Text excerpt:
○ ○ ○ ○ ○
It’s July everybody! The Summer Movie Season is almost over, but it’s not going down without a fight. July has some great movies coming out, especially some anticipated movies for some. I’d also want to apologize for putting this up late. I started a new job and it’s completely messed up my schedule for everything (you may have notice there’s been no podcast for a few weeks now). So let’s get to it.

 

4th

The First Purge

Written by series creator James DeMonaco, the prequel will focus on the lead up and show the very first Purge event. The Purge movies started out as a small-scale house invasion thriller that had the potential for open-world sequels. Thankfully, that’s what we got and now after three movies, DeMonaco is finally giving us the prequel he’s talked since The Purge: Anarchy. The movies have also always had a political theme to them – at least in some way – and The First Purge looks to fully be embracing that which could be good. The First Purge stars Y’Ian Noel, Luna Lauren Velez, Lex Scott Davis, Melonie Diaz and Marisa Tomei.

 

6th

Sorry to Bother You

In an alternate present-day version of Oakland, telemarketer Cassius Green (Lakeith Stanfield) discovers a magical key to professional success, propelling him into a macabre universe. As soon as I saw this trailer I was immediately hooked. What’s better, is I don’t know how this movie will turn out in the end, and that’s what has me excited. Sorry to Bother You also stars Tessa Thompson, Armie Hammer, Jermaine Fowler, Omari Hardwick, David Cross, Patton Oswalt, Steven Yeun, Terry Crews and Danny Glover.

 

Ant-Man and the Wasp

As Scott Lang (Paul Rudd) balances being both a Super Hero and a father, Hope van Dyne (Evangeline Lilly) and Dr. Hank Pym (Michael Douglas) present an urgent new mission that finds the Ant-Man fighting alongside The Wasp to uncover secrets from their past. After what happened in Avengers: Infinity War I think we need a good balance of a comedy with Ant-Man, and now we have the long awaited introduction of The Wasp on the big screen. What’s not to be excited about? The sequel co-stars Michael Pena, Laurence Fishburne, Hannah John-Kamen, Randall Park, David Dastmalchian, T.I., Judy Greer, Walton Goggins and Michelle Pfeiffer.
○ ○ ○ ○ ○
Aim 1: Rewrite the stretch of rows from "Target: crowd of people" through "pixel 31 153", putting "Object" in place of "Target" and leaving everything else unchanged.
The movie post above and the rows that follow are unrelated material.
○ ○ ○ ○ ○
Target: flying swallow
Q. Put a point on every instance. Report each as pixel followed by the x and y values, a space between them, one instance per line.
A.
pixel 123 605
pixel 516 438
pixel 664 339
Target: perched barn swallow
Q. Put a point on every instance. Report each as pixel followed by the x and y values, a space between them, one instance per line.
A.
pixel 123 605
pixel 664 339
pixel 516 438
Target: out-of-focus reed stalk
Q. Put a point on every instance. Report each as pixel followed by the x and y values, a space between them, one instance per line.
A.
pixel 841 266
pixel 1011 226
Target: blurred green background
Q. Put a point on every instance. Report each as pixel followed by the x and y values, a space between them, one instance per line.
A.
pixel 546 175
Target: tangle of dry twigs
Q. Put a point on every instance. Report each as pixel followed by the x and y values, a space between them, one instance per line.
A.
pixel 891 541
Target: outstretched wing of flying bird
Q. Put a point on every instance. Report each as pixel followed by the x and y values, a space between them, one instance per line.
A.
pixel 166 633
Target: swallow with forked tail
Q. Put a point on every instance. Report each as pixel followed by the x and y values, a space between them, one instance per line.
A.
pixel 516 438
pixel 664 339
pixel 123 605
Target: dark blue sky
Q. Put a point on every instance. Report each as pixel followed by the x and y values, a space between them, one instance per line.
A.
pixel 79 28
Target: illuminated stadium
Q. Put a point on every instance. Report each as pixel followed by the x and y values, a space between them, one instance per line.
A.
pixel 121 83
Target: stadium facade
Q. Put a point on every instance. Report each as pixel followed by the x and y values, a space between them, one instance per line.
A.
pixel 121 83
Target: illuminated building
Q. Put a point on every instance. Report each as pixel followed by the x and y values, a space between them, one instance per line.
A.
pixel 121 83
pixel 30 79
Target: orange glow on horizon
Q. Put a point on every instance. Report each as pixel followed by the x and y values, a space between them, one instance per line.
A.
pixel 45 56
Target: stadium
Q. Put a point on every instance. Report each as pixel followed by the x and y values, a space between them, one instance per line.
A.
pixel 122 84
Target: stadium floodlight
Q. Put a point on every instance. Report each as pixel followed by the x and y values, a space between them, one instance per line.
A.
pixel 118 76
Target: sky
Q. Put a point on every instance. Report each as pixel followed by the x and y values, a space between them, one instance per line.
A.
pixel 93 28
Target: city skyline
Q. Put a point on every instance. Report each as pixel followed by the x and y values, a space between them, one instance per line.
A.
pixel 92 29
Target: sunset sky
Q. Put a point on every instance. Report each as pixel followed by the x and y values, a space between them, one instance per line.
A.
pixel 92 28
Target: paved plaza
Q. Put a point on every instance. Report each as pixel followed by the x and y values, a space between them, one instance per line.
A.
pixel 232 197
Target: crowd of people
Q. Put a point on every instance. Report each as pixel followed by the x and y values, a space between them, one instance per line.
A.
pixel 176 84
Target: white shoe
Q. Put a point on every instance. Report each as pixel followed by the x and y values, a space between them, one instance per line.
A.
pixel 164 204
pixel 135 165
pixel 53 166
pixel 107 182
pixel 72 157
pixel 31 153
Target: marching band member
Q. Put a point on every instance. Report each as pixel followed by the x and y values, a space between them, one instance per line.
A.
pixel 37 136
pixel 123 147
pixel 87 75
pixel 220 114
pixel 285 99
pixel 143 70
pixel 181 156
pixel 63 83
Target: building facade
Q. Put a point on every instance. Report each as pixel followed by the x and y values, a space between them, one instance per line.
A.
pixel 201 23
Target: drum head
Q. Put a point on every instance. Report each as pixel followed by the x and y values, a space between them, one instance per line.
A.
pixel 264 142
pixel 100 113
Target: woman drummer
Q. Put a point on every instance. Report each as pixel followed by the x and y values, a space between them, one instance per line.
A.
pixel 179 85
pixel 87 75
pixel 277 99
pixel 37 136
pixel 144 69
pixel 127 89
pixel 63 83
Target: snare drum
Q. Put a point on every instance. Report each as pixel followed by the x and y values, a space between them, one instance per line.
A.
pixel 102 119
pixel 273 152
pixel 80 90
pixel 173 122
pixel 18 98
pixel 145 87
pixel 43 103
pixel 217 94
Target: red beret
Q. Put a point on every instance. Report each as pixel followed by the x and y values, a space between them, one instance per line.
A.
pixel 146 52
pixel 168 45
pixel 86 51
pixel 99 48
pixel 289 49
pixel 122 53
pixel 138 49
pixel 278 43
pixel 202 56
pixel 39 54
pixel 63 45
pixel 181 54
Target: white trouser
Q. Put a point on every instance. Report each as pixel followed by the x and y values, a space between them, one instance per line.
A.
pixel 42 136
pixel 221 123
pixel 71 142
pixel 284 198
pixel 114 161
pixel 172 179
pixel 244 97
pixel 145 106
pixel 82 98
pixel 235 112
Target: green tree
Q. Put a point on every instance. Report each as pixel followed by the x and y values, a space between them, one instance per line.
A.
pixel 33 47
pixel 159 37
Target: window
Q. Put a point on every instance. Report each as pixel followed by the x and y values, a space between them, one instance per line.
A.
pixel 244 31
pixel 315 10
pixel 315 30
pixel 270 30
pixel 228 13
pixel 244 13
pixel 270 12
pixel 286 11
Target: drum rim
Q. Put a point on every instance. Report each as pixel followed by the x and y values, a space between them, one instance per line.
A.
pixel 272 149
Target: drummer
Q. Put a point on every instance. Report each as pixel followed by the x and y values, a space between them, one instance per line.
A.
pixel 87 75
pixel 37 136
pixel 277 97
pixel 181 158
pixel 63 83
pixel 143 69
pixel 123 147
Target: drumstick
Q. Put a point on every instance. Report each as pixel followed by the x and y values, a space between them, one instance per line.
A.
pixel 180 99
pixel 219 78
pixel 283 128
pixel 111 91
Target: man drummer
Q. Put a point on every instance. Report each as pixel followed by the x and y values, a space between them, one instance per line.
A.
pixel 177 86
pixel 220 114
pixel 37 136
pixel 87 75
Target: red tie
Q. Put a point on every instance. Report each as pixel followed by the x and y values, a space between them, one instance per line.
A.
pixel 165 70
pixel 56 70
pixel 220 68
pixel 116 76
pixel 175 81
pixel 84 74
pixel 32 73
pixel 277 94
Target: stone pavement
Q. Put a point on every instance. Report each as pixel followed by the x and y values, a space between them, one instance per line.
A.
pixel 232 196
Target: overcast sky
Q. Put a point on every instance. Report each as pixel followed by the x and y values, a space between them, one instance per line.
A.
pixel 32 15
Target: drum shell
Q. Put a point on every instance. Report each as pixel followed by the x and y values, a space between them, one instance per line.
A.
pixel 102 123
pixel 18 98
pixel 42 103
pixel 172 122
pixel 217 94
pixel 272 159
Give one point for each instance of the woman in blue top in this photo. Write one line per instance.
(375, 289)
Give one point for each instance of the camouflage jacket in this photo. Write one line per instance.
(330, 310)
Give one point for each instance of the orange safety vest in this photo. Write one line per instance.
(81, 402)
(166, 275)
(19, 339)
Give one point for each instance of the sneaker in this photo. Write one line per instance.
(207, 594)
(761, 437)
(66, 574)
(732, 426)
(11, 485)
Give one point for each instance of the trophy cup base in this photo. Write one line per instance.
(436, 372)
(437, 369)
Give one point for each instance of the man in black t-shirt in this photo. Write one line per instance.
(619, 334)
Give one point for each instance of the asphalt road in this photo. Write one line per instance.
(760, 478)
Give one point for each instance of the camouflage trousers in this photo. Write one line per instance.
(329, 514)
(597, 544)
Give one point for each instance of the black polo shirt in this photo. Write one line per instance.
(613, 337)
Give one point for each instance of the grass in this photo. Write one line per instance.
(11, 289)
○ ○ ○ ○ ○
Aim 2: Return the stretch of the July movie preview from "In an alternate" through "and Danny Glover.", word for word.

Full output 1:
Object: crowd of people
Q. Put a point on every instance. Report each as pixel followed by the x and y values, a space between them, one instance per line.
A.
pixel 176 84
Object: white shoe
Q. Put a point on every instance. Report each as pixel followed by the x and y values, a space between them, one instance per line.
A.
pixel 164 204
pixel 135 165
pixel 53 166
pixel 107 182
pixel 72 157
pixel 31 153

Full output 2:
In an alternate present-day version of Oakland, telemarketer Cassius Green (Lakeith Stanfield) discovers a magical key to professional success, propelling him into a macabre universe. As soon as I saw this trailer I was immediately hooked. What’s better, is I don’t know how this movie will turn out in the end, and that’s what has me excited. Sorry to Bother You also stars Tessa Thompson, Armie Hammer, Jermaine Fowler, Omari Hardwick, David Cross, Patton Oswalt, Steven Yeun, Terry Crews and Danny Glover.